▸ **FRAGMENTO DEL DOCUMENTO**
※

Cuando hablamos de política industrial, nos referimos a toda una serie de instrumentos que tienen como objetivo establecer nuevas ventajas comparativas. Por ejemplo, si un país es competitivo en la extracción de petróleo, pero no en la de acero, se busca implantar una producción acerera con una eficiencia comparable a la de los socios comerciales. Para lograr esto, el gobierno colombiano debe ayudar a las empresas locales al tiempo que les exige resultados.

 

 Fuente: Pixabay

El bloqueo del país a los bienes extranjeros sin pedir resultados en materia de productividad a las empresas colombianas nos dejó rezagados. Bajo el argumento de “industria naciente”, se decía que las firmas nacionales debían ser protegidas de la competencia exterior, pues no disfrutaban de un mercado de la magnitud que tienen sus contrapartes en Europa y Estados Unidos. Por tanto, no vendían los mismos volúmenes y no tenían la misma eficiencia de los extranjeros, que terminarían por aplastar cualquier emprendimiento local. Sin embargo, algunos industriales colombianos reaccionaron de forma perezosa y complaciente; ofrecían productos caros y anticuados, no se modernizaron y se formaron oligopolios que se repartieron los diferentes territorios del país y luego no resistieron la apertura económica de 1991. Peor aún, frente al bloqueo de los productos extranjeros, el gran ganador fue el contrabando.
Para evitar estos fracasos, las empresas deben sentirse respaldadas, a la vez que enfrentan la amenaza de la competencia exterior y rinden cuentas por las ayudas recibidas.
¿Cómo lograrlo?

※

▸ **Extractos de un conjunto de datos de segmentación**
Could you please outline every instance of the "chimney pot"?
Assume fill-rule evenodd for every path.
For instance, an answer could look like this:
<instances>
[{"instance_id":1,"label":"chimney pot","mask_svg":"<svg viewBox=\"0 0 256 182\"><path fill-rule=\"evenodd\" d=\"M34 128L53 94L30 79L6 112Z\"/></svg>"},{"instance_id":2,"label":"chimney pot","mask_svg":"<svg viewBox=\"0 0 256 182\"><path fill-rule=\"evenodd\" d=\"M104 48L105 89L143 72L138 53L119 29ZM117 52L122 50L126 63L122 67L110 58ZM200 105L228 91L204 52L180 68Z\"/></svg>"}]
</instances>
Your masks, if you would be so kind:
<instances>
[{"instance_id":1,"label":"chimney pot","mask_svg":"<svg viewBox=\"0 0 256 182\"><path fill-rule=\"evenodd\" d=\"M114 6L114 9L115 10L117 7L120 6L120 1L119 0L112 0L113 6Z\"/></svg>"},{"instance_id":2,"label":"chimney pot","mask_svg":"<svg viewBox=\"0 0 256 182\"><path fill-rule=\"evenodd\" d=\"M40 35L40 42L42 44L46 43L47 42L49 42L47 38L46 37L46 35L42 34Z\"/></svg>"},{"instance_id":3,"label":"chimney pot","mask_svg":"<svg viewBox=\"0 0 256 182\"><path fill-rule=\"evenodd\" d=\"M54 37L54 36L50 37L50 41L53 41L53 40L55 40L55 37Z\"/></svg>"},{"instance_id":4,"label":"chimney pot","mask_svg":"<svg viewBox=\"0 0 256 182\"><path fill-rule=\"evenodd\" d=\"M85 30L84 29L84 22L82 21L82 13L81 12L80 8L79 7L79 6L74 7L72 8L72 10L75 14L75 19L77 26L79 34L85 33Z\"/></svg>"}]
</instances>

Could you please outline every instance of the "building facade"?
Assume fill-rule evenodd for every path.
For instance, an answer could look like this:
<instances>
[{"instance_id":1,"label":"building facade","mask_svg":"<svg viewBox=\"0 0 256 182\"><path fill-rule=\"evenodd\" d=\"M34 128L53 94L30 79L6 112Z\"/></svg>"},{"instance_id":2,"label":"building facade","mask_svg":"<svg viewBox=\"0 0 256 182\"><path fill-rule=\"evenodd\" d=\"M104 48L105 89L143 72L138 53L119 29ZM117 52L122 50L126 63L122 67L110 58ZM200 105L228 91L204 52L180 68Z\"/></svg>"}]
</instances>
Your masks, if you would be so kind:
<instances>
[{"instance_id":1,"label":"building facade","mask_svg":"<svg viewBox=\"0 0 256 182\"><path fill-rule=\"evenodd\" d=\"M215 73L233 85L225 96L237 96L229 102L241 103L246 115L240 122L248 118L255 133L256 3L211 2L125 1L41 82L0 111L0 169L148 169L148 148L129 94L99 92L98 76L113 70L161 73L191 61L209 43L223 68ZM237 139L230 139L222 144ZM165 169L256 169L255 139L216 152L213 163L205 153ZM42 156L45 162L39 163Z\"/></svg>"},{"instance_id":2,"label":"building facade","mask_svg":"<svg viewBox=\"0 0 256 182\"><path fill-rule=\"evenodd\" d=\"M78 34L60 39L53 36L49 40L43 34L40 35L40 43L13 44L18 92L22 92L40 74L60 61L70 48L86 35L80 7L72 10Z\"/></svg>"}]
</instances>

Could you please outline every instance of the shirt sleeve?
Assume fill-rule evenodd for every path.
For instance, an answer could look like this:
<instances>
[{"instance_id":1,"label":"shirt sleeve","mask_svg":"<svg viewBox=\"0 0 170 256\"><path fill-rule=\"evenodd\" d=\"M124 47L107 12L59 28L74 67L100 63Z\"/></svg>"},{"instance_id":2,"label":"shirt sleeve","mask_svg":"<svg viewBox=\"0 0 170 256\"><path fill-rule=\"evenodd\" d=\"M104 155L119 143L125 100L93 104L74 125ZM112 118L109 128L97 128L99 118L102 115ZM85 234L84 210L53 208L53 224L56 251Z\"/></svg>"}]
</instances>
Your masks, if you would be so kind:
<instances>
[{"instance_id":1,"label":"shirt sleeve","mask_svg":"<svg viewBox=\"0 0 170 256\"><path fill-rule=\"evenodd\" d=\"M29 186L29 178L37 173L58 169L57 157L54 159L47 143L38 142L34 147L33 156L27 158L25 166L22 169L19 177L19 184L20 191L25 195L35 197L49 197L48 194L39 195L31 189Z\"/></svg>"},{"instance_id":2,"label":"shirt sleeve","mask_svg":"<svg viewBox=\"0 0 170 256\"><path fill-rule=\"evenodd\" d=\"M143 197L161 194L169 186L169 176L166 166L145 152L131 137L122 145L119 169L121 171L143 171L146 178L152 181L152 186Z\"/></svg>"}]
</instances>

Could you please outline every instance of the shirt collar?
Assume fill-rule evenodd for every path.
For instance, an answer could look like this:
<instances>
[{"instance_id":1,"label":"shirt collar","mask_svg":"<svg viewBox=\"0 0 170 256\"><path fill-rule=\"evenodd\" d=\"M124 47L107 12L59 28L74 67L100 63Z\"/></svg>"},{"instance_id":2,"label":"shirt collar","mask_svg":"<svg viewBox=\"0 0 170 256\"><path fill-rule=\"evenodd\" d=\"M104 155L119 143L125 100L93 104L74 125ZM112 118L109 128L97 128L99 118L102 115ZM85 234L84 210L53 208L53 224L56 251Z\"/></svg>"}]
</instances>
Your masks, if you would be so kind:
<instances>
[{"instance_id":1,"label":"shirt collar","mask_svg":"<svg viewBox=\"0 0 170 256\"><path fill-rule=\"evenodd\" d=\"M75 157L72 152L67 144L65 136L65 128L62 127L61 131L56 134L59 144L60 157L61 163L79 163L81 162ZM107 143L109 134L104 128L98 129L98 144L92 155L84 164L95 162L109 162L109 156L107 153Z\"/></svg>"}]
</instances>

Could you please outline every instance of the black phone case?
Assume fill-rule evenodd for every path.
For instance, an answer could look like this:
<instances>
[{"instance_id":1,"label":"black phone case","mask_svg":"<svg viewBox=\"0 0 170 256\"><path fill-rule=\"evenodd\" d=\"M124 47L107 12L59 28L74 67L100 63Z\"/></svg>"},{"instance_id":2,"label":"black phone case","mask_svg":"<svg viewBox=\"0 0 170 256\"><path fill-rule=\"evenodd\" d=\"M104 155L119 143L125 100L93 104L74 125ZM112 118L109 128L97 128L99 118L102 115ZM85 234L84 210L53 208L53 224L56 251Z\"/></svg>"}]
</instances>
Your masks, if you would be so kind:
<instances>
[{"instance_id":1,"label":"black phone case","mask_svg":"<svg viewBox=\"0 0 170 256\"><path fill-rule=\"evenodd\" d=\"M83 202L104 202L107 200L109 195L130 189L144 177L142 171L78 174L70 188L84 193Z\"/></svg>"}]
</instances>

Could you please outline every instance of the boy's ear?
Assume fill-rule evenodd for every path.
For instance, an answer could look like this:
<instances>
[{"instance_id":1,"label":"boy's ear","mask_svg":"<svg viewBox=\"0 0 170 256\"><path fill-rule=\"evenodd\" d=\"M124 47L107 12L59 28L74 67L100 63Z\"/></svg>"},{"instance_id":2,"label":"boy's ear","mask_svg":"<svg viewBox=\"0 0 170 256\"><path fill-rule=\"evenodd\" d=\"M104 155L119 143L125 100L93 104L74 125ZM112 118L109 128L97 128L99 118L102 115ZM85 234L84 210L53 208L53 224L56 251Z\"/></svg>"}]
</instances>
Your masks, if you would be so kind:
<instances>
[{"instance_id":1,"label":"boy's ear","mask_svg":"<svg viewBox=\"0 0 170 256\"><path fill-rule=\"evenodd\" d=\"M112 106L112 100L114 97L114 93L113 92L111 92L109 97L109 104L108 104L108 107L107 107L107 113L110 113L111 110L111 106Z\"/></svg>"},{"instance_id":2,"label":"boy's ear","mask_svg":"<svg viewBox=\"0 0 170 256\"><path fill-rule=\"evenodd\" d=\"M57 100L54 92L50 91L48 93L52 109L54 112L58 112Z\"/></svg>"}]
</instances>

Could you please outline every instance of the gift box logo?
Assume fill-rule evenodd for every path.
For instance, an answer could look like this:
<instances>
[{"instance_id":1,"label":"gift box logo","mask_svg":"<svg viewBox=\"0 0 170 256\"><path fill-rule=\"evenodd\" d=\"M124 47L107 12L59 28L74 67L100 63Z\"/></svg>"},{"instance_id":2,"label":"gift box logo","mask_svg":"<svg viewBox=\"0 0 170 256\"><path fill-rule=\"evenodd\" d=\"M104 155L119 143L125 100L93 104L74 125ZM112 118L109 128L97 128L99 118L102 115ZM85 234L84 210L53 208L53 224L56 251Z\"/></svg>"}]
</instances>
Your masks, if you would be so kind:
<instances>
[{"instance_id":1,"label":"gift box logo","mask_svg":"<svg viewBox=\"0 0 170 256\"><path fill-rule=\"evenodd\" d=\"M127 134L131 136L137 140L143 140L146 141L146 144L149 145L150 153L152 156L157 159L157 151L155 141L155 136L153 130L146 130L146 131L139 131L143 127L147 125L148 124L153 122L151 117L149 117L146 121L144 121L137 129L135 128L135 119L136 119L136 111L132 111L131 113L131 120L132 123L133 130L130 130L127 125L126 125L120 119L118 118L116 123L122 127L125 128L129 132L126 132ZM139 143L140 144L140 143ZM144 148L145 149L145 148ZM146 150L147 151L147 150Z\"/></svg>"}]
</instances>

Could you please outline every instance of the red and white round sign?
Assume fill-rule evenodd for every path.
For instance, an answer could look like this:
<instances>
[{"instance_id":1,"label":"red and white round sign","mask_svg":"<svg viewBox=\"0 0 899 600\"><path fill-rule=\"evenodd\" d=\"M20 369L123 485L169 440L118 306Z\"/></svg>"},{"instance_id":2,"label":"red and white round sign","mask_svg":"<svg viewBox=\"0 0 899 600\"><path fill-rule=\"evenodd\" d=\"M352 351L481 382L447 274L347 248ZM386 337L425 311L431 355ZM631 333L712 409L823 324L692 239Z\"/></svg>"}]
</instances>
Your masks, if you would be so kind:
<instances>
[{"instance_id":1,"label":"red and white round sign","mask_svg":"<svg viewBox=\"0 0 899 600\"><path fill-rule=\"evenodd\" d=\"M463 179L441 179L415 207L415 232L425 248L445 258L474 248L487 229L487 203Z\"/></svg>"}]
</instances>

※

▸ **LO QUE SE PIDE**
1. ¿Puedes reunir cada línea de las entradas que contenga la cadena "facade"? Distingue entre mayúsculas y minúsculas.
2. ¿Podrías retomar el texto sobre la política industrial colombiana y seguirlo a partir de su última oración?

▸ **RESPUESTAS DEL EJERCICIO**
1.
Could you please outline every instance of the "building facade"?
[{"instance_id":1,"label":"building facade","mask_svg":"<svg viewBox=\"0 0 256 182\"><path fill-rule=\"evenodd\" d=\"M34 128L53 94L30 79L6 112Z\"/></svg>"},{"instance_id":2,"label":"building facade","mask_svg":"<svg viewBox=\"0 0 256 182\"><path fill-rule=\"evenodd\" d=\"M104 48L105 89L143 72L138 53L119 29ZM117 52L122 50L126 63L122 67L110 58ZM200 105L228 91L204 52L180 68Z\"/></svg>"}]
[{"instance_id":1,"label":"building facade","mask_svg":"<svg viewBox=\"0 0 256 182\"><path fill-rule=\"evenodd\" d=\"M215 73L233 85L225 96L237 96L229 102L241 103L246 115L240 122L248 118L255 133L256 3L211 2L125 1L41 82L0 111L0 169L148 169L148 148L129 94L99 92L98 76L113 70L161 73L191 61L209 43L223 68ZM237 139L230 139L222 144ZM165 169L256 169L255 139L216 152L213 163L205 153ZM42 156L45 162L39 163Z\"/></svg>"},{"instance_id":2,"label":"building facade","mask_svg":"<svg viewBox=\"0 0 256 182\"><path fill-rule=\"evenodd\" d=\"M78 34L60 39L53 36L49 40L43 34L40 35L40 43L13 44L18 92L22 92L40 74L60 61L70 48L86 35L80 7L72 10Z\"/></svg>"}]

2.
Lo primero es orientar la economía a conseguir objetivos claros. No podemos aspirar a convertirnos en el país más competitivo del mundo en todos los productos que hoy importamos. La apuesta debe ser clara y dirigida a una canasta de actividades limitada. Más aún, debe buscar industrias alcanzables dentro del marco temporal y tecnológico actual. Para esto, la autoridad puede inspirarse en el “espacio-producto”, un diagrama que relaciona las diferentes tecnologías existentes y la brecha técnica entre estas actividades. En palabras de sus autores, entre quienes se encuentra el latinoamericano Ricardo Hausmann, los países son como simios que brincan de un árbol a otro (entre actividades). No todos los árboles están a igual distancia. Es más fácil saltar de la producción de leche a la de helados, que del mismo árbol a la producción de licuadoras. La autoridad debe tomar entonces las tecnologías existentes en el país y definir cuáles son las más atractivas dentro de las que podemos alcanzar en un periodo definido. La actividad en sí no basta: el “árbol” al que saltemos debe permitirnos alcanzar árboles mejores y más lejanos. Por eso, esta primera canasta, que hará de puente a actividades más sofisticadas, la denominamos canasta de despegue.
Es claro que la elección de la canasta de despegue es una decisión técnica y política, por los aspectos tecnológicos involucrados y por la concertación de esfuerzos entre lo público y lo privado. Esto nos lleva a nuestro segundo punto: la aparición de instituciones oficiales independientes que formulen la política económica.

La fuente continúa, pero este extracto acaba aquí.